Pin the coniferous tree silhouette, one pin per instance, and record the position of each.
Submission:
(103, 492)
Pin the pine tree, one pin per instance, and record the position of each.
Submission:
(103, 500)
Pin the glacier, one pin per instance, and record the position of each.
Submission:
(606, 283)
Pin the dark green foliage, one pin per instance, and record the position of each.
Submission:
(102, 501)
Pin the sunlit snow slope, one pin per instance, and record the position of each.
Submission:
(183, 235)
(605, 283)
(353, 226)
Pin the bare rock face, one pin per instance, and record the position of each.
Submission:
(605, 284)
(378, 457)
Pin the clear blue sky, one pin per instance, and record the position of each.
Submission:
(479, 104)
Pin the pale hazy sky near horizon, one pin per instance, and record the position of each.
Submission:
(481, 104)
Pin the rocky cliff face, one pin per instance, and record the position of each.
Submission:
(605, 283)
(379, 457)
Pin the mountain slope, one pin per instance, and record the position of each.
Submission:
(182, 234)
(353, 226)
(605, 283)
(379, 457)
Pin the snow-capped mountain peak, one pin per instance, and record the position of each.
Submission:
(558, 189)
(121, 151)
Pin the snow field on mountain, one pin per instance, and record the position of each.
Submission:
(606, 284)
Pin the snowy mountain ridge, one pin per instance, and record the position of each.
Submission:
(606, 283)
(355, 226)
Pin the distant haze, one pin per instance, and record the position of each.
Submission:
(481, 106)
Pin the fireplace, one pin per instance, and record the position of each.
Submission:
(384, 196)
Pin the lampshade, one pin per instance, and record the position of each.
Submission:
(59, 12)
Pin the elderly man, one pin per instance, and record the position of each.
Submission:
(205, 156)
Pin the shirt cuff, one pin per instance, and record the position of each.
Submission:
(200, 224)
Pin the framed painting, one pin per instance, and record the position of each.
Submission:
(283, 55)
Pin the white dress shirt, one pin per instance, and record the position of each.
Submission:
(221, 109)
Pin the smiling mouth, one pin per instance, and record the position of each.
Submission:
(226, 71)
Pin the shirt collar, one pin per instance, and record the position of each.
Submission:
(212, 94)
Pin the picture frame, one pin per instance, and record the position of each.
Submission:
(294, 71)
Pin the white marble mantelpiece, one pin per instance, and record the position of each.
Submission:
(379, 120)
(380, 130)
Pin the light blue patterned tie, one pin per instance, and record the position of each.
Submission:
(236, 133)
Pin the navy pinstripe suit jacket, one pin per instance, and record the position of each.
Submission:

- - - - -

*Task brief*: Every line containing the string "blue" should be pulled from the listing and copied.

*Exercise result*:
Pin the clear blue sky, one pin per instance, and record the position of each.
Pin the light blue patterned tie, one pin per instance, and record the position of each.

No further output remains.